(Data items)
BEGIN

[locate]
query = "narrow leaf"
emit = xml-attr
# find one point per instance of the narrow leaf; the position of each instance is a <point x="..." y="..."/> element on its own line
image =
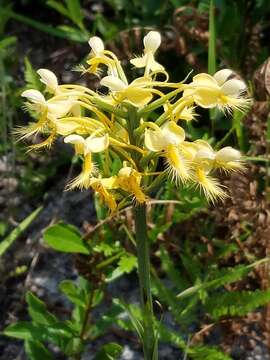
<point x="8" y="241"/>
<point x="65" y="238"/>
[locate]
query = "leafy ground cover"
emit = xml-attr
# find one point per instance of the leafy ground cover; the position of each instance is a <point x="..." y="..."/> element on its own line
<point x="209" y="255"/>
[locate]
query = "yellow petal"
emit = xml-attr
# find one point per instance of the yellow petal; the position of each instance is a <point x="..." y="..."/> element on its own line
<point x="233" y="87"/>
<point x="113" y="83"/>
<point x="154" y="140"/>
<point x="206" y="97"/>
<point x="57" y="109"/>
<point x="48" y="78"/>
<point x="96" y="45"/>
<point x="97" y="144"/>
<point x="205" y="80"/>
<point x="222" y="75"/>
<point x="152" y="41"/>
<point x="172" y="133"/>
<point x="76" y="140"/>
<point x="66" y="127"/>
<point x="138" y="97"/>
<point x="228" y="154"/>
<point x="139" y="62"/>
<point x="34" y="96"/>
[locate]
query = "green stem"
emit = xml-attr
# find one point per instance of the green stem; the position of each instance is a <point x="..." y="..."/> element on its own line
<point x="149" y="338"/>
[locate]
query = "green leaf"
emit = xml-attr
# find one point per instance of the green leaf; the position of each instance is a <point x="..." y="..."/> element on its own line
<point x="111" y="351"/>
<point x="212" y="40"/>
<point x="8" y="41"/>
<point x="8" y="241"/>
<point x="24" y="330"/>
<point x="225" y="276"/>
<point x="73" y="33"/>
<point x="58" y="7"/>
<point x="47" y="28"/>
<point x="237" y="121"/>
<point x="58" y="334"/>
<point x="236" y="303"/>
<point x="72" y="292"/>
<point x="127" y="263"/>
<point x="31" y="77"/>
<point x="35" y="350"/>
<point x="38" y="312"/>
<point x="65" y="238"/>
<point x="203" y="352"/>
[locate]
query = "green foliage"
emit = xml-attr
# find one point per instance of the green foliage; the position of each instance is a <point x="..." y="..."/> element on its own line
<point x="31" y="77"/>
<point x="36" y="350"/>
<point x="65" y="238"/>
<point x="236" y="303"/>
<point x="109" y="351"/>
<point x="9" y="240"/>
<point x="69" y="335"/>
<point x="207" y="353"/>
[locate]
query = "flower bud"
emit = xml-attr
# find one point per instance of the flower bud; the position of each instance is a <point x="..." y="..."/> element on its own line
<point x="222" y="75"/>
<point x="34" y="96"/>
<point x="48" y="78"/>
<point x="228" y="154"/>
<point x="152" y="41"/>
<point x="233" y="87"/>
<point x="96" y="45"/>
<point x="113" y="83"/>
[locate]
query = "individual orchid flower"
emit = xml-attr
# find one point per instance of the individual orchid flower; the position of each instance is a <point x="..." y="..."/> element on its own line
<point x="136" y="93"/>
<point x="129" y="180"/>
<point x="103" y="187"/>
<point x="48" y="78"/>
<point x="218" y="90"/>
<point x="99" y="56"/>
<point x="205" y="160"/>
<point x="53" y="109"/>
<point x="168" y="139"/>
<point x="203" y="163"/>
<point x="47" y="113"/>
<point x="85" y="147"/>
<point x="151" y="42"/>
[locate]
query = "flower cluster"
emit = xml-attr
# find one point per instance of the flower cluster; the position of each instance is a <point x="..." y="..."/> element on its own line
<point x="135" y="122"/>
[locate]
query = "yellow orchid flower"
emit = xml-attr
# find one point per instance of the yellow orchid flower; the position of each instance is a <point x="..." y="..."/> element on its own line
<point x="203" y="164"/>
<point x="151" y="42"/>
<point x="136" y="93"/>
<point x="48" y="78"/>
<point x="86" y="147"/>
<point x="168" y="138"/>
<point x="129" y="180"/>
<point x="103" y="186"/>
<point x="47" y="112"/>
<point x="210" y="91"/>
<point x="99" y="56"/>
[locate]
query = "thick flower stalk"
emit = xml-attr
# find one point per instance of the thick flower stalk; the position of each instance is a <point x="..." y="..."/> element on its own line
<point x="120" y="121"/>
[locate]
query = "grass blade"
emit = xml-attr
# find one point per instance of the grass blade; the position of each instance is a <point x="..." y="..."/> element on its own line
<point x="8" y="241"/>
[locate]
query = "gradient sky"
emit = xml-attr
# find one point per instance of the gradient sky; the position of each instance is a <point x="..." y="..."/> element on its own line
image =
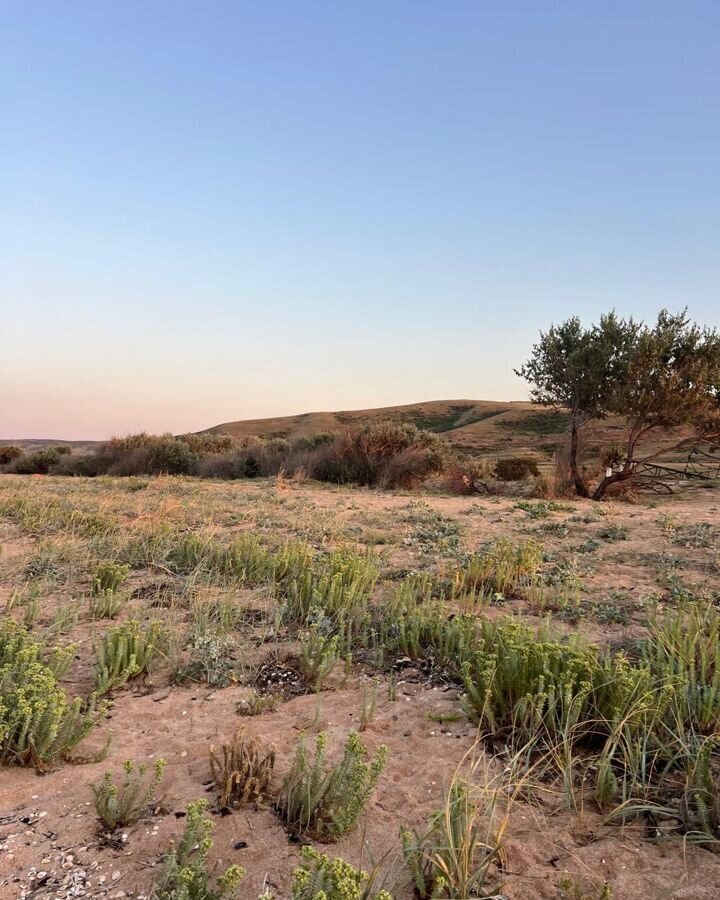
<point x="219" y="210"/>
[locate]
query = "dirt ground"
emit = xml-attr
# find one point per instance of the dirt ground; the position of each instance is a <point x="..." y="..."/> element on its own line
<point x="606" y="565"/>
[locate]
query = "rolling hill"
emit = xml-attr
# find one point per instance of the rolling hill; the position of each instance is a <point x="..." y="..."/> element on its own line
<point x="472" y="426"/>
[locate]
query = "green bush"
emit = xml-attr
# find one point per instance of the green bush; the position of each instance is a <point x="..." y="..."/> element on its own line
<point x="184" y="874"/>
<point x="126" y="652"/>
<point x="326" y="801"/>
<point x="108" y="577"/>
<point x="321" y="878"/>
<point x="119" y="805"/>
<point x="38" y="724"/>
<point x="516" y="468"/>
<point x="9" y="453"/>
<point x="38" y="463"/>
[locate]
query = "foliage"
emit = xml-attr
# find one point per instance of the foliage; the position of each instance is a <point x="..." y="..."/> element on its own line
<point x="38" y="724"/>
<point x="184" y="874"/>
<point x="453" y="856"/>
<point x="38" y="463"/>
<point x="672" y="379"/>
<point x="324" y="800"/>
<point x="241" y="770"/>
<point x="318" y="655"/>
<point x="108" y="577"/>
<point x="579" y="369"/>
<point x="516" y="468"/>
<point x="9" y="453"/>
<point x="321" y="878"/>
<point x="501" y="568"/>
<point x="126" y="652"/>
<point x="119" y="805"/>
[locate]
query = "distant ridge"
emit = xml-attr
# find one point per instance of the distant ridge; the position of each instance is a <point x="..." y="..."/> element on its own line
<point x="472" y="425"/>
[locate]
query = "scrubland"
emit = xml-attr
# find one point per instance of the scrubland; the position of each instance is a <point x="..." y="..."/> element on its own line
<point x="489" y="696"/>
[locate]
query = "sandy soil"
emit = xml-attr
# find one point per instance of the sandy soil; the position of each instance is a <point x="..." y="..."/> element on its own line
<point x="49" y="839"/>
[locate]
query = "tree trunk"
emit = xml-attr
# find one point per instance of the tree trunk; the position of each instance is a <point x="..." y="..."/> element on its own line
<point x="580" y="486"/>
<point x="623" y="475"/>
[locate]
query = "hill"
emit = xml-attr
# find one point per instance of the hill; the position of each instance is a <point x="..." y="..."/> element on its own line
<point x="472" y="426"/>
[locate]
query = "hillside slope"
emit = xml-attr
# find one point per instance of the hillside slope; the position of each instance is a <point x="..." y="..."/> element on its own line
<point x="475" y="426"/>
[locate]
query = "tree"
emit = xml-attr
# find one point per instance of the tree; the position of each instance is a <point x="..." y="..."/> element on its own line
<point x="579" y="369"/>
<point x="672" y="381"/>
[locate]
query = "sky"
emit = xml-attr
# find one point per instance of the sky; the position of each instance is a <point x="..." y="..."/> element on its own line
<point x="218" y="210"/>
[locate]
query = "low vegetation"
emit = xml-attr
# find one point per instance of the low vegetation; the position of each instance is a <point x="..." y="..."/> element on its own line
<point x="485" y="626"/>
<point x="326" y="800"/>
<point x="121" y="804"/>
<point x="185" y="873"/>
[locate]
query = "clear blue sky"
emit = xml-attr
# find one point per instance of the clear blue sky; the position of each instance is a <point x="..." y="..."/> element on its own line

END

Work order:
Your task is to reproduce exactly the lines that begin with the one containing "# find one point per instance of the hillside" and continue to the end of the data, both ends included.

Expected answer:
# find one point per instance of the hillside slope; the position of each instance is a <point x="..." y="..."/> element on its own line
<point x="475" y="426"/>
[locate]
query = "tree"
emit = xml-attr
# find one point per instance of the tree; the position of each instance is a <point x="..." y="..."/> element on its own line
<point x="579" y="369"/>
<point x="672" y="381"/>
[locate]
query = "sky"
emit = xml-attr
# find one point per instance of the sky; the position of each instance is a <point x="..." y="..."/> element on its own line
<point x="218" y="210"/>
[locate]
query = "low vegetation"
emit = xml-attr
# find one point per instance of the low vegetation; the position of each instance is a <point x="..." y="..."/> element on its own line
<point x="485" y="626"/>
<point x="326" y="800"/>
<point x="121" y="804"/>
<point x="185" y="873"/>
[locate]
query = "clear blue sky"
emit = xml-attr
# find one point per instance of the clear blue sky; the position of each instance is a <point x="..." y="..."/> element on its own line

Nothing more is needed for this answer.